Return, unchanged and with no pictures, the lines below from the very first through the one that contains "Target: dark trousers".

◆ ◆ ◆ ◆ ◆ ◆ ◆

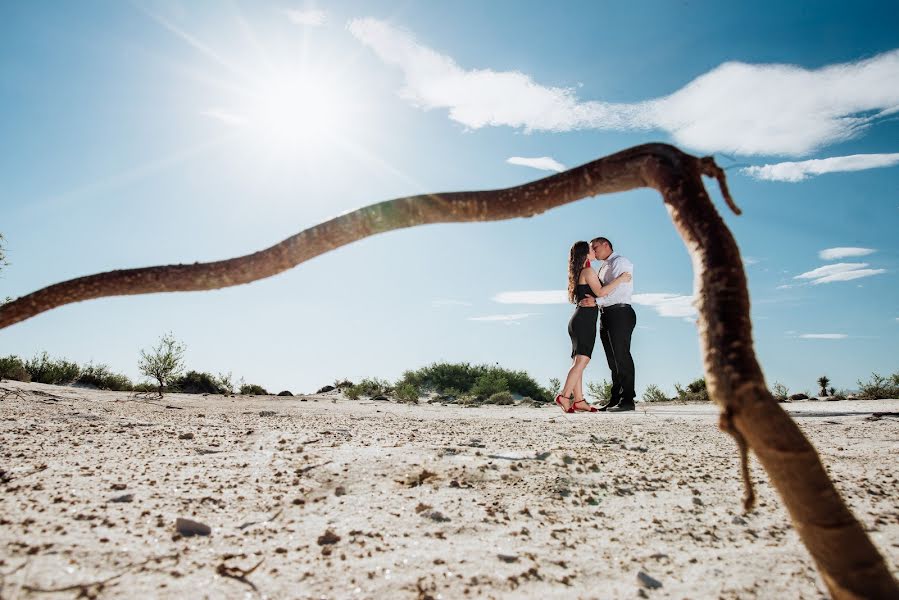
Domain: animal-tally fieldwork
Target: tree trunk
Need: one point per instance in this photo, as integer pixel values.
(847, 559)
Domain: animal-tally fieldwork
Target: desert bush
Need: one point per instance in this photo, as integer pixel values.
(42, 369)
(483, 380)
(198, 382)
(251, 389)
(502, 398)
(12, 367)
(600, 391)
(694, 392)
(163, 363)
(654, 393)
(879, 387)
(406, 392)
(780, 392)
(489, 383)
(100, 377)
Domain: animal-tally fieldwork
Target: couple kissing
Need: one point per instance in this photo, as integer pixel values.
(602, 300)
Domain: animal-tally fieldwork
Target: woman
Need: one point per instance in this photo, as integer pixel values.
(582, 282)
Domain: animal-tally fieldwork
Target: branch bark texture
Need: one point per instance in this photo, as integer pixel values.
(848, 561)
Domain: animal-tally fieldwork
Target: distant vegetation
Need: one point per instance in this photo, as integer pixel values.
(455, 383)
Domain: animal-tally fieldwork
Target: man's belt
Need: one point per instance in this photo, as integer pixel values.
(613, 306)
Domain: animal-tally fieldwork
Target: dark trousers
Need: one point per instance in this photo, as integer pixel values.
(616, 329)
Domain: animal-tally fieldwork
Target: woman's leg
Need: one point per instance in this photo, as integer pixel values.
(575, 373)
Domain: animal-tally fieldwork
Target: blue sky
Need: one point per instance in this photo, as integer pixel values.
(143, 133)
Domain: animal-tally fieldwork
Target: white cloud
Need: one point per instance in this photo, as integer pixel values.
(544, 163)
(839, 272)
(444, 302)
(849, 275)
(225, 116)
(668, 305)
(513, 317)
(311, 16)
(532, 297)
(837, 253)
(800, 171)
(741, 108)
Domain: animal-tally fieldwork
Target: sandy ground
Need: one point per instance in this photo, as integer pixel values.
(344, 499)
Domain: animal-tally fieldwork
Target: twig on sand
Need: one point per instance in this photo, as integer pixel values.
(271, 518)
(92, 589)
(310, 467)
(238, 573)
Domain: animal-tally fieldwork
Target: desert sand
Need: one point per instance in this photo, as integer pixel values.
(332, 498)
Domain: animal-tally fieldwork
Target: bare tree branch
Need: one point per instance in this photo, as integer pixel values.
(847, 559)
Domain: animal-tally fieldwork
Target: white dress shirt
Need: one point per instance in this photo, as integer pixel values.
(611, 268)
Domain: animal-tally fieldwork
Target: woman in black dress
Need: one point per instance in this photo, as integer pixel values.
(582, 282)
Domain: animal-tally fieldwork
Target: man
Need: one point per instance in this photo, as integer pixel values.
(617, 322)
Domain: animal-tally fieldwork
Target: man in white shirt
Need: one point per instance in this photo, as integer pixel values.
(617, 323)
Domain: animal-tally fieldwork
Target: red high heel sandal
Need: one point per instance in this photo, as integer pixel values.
(562, 406)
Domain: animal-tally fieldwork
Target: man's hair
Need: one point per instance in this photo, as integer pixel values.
(601, 240)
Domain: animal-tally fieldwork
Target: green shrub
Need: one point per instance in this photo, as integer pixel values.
(12, 367)
(406, 392)
(780, 392)
(196, 382)
(600, 391)
(251, 389)
(100, 377)
(502, 398)
(654, 393)
(694, 392)
(491, 382)
(42, 369)
(879, 387)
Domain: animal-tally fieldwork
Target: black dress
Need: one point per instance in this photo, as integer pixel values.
(582, 326)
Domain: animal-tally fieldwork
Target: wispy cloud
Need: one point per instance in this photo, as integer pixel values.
(800, 171)
(847, 252)
(772, 109)
(666, 305)
(823, 336)
(532, 297)
(509, 318)
(440, 302)
(544, 163)
(309, 17)
(839, 272)
(225, 116)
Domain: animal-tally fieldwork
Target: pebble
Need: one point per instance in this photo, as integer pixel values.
(188, 527)
(648, 581)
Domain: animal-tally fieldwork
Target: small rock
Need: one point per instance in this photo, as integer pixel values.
(648, 582)
(328, 538)
(188, 527)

◆ ◆ ◆ ◆ ◆ ◆ ◆

> **OUTPUT OF THE TASK**
Domain: animal-tally fieldwork
Target: tree trunk
Need: one point per instance in this photo, as integer pixel values.
(847, 559)
Domain: animal-tally fieldwork
Target: desert bush
Need: one point per instance in this photo, as integer pixel values.
(42, 369)
(483, 380)
(198, 382)
(251, 389)
(502, 398)
(12, 367)
(600, 391)
(694, 392)
(163, 363)
(654, 393)
(879, 387)
(406, 392)
(780, 392)
(489, 383)
(100, 377)
Domain: animal-tally fieldwork
Target: couple kissing
Need: one point per instance in this photo, as integer pixel values.
(602, 300)
Domain: animal-tally fieldwork
Target: woman
Need: one point per instance in this photo, as integer pixel values.
(582, 282)
Domain: animal-tally fieldwork
Target: branch bark texture
Need: one point per instance in this photo, as integer pixel values.
(848, 561)
Domain: animal-tally fieldwork
Target: distant vegetation
Need: one point per instance in this photo, as integer pixel values.
(455, 383)
Domain: animal-tally fieldwork
Target: man's belt
Need: one point per instance in this photo, as integer pixel values.
(613, 306)
Domain: animal-tally fieldwork
Target: dark trousers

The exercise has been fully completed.